● DIRECTIONS FOR THIS TASK
Pick out every line in the data below that contains the string "focus" and copy each one out.

Stored data entries:
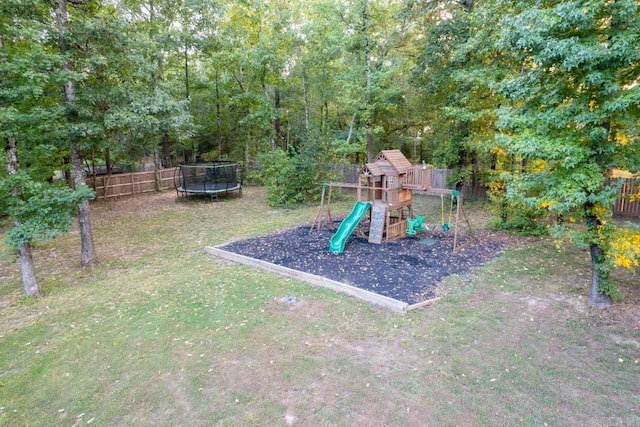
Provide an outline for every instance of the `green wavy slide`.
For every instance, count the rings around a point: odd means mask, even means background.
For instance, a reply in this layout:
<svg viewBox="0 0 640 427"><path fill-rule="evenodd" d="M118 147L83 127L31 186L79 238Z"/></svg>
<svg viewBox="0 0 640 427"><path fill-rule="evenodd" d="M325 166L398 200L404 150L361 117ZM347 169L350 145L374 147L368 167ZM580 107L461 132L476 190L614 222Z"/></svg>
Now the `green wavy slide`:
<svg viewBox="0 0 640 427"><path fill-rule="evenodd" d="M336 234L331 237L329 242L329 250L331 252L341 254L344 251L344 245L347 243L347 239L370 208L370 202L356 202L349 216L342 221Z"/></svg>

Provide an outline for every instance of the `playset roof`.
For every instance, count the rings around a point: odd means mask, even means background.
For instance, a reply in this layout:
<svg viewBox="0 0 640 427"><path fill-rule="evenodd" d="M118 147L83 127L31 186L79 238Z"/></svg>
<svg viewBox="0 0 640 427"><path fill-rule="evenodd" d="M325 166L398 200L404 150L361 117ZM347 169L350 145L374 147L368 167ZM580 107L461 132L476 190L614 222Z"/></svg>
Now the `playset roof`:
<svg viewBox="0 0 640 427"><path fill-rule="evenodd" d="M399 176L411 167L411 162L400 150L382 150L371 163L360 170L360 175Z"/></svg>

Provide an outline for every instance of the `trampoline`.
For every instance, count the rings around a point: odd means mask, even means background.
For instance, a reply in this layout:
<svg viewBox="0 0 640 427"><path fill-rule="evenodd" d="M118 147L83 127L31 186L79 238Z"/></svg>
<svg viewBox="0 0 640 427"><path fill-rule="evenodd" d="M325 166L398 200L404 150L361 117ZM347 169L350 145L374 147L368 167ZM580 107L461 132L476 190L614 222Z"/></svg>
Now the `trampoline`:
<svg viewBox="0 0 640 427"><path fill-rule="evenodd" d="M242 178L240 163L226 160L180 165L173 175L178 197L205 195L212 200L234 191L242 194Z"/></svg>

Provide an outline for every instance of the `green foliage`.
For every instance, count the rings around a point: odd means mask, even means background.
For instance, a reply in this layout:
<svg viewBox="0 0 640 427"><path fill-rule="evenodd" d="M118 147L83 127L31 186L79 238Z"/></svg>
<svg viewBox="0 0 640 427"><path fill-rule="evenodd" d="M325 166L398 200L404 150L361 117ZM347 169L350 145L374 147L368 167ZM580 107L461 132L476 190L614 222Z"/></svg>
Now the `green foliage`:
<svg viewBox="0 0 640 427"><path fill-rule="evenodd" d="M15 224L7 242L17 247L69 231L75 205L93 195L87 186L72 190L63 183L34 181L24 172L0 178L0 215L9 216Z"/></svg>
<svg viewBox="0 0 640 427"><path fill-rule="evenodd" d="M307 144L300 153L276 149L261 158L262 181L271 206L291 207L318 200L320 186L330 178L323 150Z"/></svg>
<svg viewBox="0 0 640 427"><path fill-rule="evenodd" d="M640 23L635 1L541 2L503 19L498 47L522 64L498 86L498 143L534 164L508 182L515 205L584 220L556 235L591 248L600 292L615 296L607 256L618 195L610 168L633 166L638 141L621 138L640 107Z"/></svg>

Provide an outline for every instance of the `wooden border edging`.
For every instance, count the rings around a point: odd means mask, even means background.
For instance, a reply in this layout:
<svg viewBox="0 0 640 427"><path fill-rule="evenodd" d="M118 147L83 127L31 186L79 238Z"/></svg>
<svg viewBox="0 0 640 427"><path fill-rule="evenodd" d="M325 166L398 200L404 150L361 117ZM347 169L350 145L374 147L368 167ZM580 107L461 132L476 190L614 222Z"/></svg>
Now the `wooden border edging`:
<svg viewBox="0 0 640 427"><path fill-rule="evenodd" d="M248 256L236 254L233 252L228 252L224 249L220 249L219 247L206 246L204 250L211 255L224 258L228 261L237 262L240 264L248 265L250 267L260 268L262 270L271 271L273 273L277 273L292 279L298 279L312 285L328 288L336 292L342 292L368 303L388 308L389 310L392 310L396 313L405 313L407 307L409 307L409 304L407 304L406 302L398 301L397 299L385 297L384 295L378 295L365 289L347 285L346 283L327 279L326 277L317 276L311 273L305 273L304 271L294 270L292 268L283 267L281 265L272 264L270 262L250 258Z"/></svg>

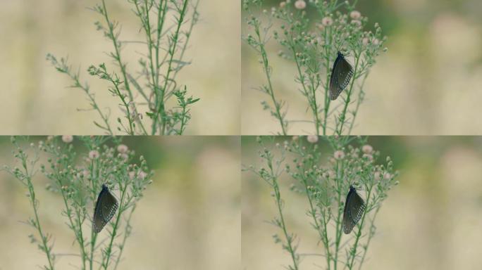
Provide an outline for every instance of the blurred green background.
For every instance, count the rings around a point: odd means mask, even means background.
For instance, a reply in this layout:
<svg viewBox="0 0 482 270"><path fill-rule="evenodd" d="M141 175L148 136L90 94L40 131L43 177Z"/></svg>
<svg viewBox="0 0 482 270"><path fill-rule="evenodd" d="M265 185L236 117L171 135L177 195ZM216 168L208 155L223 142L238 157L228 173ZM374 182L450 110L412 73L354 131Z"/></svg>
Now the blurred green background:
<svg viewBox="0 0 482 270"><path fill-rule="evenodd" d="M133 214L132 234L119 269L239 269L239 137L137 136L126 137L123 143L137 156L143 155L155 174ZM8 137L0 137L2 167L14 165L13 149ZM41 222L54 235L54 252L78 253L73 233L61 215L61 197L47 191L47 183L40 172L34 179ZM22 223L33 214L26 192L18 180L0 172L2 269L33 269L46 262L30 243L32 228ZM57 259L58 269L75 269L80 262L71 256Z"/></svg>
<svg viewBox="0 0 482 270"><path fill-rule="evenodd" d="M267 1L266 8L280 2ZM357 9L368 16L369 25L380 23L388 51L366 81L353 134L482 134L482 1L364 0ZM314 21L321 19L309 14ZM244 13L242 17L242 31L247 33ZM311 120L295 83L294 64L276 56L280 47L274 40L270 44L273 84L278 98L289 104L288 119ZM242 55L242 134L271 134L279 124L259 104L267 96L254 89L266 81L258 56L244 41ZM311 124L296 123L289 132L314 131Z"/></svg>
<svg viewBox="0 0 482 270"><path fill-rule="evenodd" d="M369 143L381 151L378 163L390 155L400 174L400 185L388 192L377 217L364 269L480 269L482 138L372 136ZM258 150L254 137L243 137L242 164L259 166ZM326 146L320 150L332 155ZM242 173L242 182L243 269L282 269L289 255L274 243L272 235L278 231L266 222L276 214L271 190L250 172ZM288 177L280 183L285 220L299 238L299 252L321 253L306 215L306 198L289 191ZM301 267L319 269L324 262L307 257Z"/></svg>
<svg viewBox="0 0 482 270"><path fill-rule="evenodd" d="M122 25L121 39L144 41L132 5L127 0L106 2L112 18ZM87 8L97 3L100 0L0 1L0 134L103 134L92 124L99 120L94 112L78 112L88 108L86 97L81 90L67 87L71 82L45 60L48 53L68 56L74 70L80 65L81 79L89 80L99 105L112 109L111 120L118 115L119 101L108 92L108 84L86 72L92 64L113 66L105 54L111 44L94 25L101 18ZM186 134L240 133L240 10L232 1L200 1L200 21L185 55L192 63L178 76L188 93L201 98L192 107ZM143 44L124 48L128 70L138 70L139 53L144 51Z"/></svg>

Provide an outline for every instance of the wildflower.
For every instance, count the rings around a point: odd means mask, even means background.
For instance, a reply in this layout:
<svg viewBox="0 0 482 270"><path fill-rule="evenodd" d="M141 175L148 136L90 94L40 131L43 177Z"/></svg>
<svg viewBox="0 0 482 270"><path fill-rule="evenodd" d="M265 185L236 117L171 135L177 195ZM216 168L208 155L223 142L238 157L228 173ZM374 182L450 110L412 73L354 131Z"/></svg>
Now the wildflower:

...

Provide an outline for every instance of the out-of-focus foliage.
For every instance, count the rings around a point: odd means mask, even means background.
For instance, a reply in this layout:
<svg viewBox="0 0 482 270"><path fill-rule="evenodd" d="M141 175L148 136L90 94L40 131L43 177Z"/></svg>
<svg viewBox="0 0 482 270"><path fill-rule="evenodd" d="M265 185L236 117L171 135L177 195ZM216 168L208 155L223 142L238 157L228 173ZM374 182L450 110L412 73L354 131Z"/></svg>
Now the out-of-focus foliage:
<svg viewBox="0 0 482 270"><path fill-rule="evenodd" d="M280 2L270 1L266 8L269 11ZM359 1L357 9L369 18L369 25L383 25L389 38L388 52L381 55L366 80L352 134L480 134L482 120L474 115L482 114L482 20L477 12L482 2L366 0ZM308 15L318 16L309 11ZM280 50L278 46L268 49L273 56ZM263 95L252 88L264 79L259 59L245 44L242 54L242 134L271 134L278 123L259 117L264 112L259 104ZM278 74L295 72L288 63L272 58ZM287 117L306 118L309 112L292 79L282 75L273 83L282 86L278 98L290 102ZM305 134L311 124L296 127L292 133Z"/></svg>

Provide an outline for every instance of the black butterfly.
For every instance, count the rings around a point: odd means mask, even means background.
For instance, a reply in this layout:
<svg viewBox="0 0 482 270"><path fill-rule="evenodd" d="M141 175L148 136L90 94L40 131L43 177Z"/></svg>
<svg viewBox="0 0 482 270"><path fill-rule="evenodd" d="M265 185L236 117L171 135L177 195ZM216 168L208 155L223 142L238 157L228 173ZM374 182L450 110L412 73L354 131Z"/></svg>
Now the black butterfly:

● SOLUTION BELOW
Provide an outline for every instance of the out-of-focus foliage.
Now the out-of-focus foliage:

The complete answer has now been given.